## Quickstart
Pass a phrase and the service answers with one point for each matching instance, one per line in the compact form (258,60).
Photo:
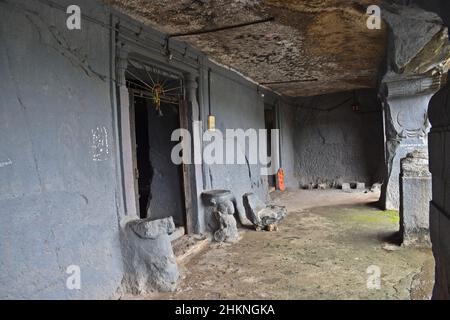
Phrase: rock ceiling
(311,47)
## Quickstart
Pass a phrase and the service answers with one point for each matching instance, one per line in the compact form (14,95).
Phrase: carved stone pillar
(196,218)
(405,104)
(439,153)
(418,50)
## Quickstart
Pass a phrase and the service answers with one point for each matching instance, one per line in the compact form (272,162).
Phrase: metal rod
(290,81)
(240,25)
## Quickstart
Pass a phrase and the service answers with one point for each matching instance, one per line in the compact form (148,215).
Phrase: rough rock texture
(420,39)
(263,216)
(415,196)
(439,149)
(227,231)
(418,54)
(220,215)
(331,140)
(150,263)
(322,45)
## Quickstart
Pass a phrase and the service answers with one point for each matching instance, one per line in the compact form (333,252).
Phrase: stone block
(148,229)
(415,195)
(150,264)
(322,186)
(263,215)
(346,187)
(442,256)
(435,147)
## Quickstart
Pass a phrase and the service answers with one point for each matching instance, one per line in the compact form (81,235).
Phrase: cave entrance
(156,97)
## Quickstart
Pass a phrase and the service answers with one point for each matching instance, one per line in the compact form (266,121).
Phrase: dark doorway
(144,172)
(158,181)
(269,115)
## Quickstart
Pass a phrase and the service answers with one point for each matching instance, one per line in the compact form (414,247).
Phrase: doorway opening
(155,99)
(270,123)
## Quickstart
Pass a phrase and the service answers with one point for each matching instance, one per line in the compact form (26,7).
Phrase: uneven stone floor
(321,251)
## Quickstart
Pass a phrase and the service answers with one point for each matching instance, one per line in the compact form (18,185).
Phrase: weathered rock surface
(150,263)
(419,39)
(263,216)
(417,56)
(415,196)
(311,47)
(227,231)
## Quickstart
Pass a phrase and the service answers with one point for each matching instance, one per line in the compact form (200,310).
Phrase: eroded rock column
(405,104)
(416,59)
(415,195)
(439,152)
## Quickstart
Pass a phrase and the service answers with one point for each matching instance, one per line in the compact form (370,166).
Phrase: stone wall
(61,180)
(58,175)
(335,144)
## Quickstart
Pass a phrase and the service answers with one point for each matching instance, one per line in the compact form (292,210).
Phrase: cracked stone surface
(321,251)
(324,43)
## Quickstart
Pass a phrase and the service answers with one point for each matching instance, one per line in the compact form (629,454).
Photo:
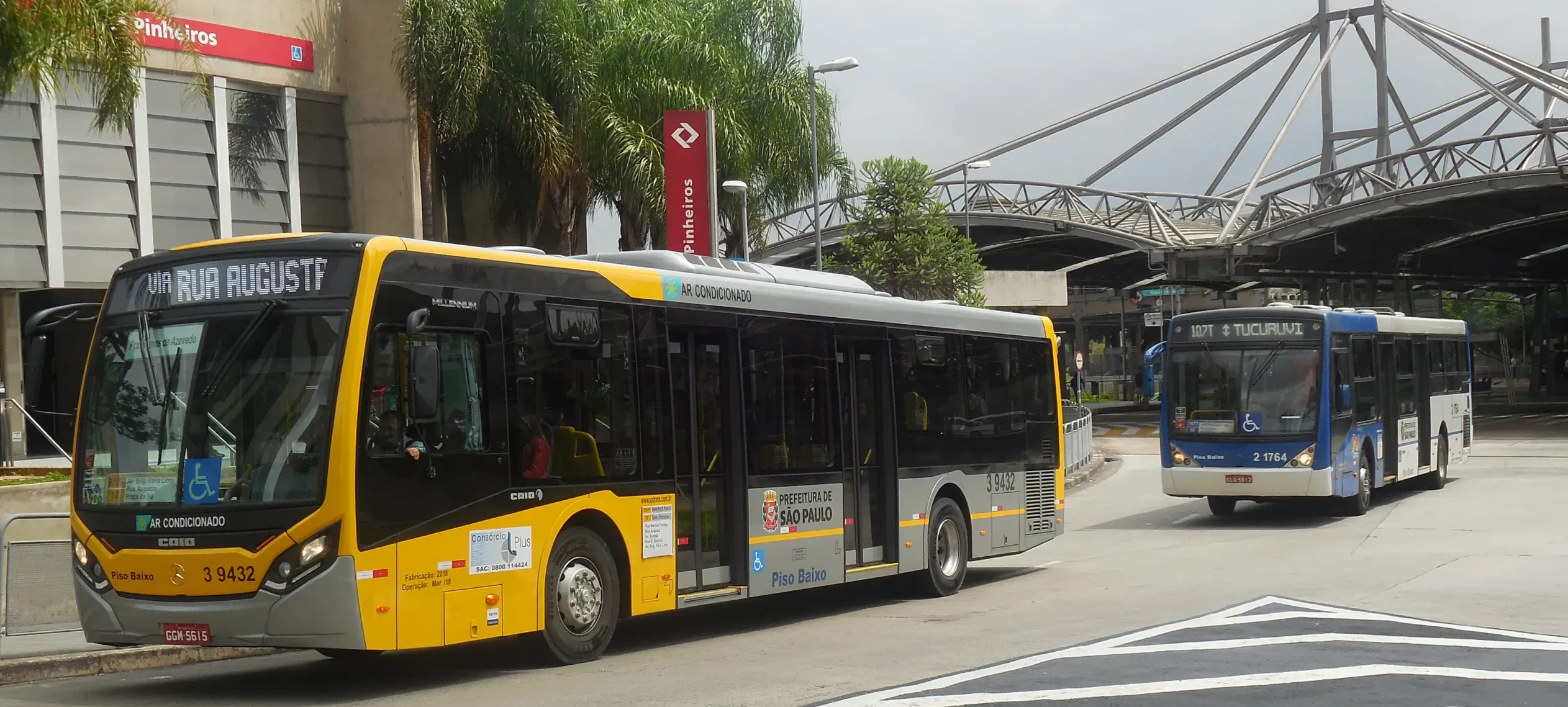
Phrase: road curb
(117,660)
(1097,464)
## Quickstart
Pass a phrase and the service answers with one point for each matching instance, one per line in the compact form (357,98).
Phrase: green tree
(40,38)
(899,239)
(557,106)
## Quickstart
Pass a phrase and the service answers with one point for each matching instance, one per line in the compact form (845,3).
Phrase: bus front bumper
(1247,484)
(320,613)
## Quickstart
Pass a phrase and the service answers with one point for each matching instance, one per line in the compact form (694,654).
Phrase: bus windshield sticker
(201,480)
(501,549)
(659,530)
(236,279)
(573,326)
(1247,331)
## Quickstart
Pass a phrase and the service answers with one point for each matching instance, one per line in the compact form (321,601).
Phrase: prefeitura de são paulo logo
(771,511)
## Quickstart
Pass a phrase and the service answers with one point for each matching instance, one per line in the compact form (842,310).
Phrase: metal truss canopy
(1440,162)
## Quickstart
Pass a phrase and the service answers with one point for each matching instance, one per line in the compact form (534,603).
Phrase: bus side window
(1343,392)
(383,403)
(1365,363)
(1440,366)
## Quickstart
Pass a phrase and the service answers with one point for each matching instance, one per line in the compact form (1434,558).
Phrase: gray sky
(943,81)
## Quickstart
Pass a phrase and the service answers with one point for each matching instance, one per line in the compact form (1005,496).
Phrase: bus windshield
(1253,391)
(231,410)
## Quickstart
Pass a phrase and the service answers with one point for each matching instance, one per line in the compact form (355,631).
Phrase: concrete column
(11,367)
(1537,356)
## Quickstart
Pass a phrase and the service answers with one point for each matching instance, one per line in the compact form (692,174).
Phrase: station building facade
(299,123)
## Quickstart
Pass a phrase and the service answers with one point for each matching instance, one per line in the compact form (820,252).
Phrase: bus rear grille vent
(1040,500)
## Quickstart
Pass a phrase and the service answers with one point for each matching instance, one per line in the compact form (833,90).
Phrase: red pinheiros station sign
(691,190)
(226,43)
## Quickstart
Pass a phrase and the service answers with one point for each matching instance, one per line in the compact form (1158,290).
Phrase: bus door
(703,380)
(864,394)
(1388,402)
(1423,403)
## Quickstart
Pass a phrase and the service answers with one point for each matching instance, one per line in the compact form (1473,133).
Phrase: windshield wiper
(269,306)
(145,336)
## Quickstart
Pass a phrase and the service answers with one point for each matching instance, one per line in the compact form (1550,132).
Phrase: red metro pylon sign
(691,189)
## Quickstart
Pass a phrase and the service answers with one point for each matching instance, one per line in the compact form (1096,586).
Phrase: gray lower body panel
(320,613)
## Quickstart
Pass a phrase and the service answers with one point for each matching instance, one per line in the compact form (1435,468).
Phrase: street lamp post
(738,187)
(816,196)
(968,166)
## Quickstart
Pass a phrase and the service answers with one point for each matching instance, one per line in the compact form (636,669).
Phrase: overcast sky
(941,81)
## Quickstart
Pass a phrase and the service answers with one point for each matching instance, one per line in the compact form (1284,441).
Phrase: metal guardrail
(5,431)
(35,590)
(1077,436)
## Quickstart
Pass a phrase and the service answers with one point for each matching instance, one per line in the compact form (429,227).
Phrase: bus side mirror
(424,381)
(34,369)
(416,322)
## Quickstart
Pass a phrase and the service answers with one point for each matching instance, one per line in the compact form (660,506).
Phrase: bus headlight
(302,562)
(88,565)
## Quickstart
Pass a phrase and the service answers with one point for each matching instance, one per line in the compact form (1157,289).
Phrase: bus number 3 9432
(999,484)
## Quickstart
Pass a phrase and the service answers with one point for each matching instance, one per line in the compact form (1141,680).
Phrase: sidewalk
(30,646)
(55,655)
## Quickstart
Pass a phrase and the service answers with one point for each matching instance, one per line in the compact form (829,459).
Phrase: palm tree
(556,106)
(40,38)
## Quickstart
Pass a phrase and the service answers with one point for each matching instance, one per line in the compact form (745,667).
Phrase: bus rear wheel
(1438,477)
(582,598)
(946,551)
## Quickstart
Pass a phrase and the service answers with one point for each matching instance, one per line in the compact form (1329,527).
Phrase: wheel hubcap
(948,549)
(579,596)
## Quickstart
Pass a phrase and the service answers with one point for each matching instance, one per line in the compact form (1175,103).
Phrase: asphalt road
(1448,598)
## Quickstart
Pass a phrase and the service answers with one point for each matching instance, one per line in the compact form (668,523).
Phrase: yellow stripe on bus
(1010,511)
(805,533)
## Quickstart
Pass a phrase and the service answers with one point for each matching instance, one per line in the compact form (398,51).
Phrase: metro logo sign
(226,43)
(691,200)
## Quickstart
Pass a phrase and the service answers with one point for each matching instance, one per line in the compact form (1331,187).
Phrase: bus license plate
(187,634)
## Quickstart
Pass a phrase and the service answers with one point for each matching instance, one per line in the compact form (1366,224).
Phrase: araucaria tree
(899,239)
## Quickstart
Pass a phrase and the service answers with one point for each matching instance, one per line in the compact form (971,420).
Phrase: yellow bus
(356,444)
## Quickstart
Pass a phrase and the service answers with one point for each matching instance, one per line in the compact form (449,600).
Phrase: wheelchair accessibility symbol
(201,480)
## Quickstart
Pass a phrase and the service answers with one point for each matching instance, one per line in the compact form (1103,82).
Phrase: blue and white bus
(1291,402)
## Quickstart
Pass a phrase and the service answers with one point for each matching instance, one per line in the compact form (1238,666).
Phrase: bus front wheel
(582,598)
(946,551)
(1360,503)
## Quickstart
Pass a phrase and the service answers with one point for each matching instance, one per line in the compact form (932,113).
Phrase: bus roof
(1341,318)
(684,278)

__WRITTEN PROBLEM__
Pick out and copy every line of the records that contains the string "yellow". Only lines where the letter case matches exactly count.

__EXPECTED ANSWER__
Phrase: yellow stripe on bus
Phrase: yellow bus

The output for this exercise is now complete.